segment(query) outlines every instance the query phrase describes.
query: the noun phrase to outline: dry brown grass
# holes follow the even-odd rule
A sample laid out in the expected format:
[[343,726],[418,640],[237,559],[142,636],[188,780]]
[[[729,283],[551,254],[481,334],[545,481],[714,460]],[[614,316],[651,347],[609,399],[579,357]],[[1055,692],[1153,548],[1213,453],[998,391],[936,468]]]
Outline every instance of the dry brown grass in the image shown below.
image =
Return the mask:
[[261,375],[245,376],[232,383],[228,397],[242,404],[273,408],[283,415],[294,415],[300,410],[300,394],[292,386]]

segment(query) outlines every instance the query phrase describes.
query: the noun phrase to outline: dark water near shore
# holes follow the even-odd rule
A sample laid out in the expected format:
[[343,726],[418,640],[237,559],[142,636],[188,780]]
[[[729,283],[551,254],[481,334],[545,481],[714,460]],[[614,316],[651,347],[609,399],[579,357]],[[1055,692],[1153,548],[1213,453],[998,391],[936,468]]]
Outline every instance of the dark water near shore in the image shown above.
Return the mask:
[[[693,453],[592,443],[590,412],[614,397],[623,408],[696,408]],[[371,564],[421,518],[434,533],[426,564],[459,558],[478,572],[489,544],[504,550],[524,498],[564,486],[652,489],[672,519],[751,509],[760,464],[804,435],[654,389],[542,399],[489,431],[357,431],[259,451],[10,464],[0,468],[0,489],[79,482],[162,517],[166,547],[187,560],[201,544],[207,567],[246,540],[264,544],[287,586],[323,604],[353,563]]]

***

> Given instruction
Write all lines of the records out again, requests included, and add 57 to every coordinate in the answer outlines. Leave the numbers in the requests and their format samples unchanged.

> Finished exercise
segment(query) outlines every instance the query phrase describes.
query: the noun phrase to outline: dry brown grass
# holes follow the even-odd rule
A sample laid out in the expected format:
[[343,726],[418,640],[237,559],[142,636],[188,780]]
[[[729,283],[551,254],[481,334],[545,481],[714,460]],[[614,316],[651,347],[609,399],[579,357]],[[1055,692],[1153,548],[1213,453],[998,391],[936,468]]]
Outline every instance of the dry brown grass in the image shown below.
image =
Return the mask:
[[318,432],[302,433],[289,440],[285,454],[299,461],[330,465],[340,472],[351,472],[357,467],[357,451],[349,443]]

segment(query) outlines every instance the query phrase describes.
query: the noun phrase to outline: dark water near shore
# holes follow the even-odd rule
A sample laid out in the expected format:
[[343,726],[418,640],[237,559],[142,636],[188,780]]
[[[729,283],[551,254],[481,334],[545,481],[714,460]],[[614,316],[651,347],[609,399],[579,357]],[[1055,692],[1153,548],[1213,453],[998,391],[936,468]]]
Outline every instance of the dark water near shore in the image shown above.
Return the mask:
[[[750,510],[649,500],[647,469],[671,454],[680,465],[753,465]],[[428,621],[478,575],[491,590],[483,621],[516,615],[535,629],[546,601],[561,607],[581,555],[621,543],[709,546],[729,576],[808,566],[817,521],[861,492],[711,446],[599,456],[546,488],[414,488],[316,508],[67,521],[57,525],[57,546],[136,539],[219,574],[223,604],[244,617],[258,601],[264,624],[303,597],[321,601],[344,643],[380,661],[410,620]]]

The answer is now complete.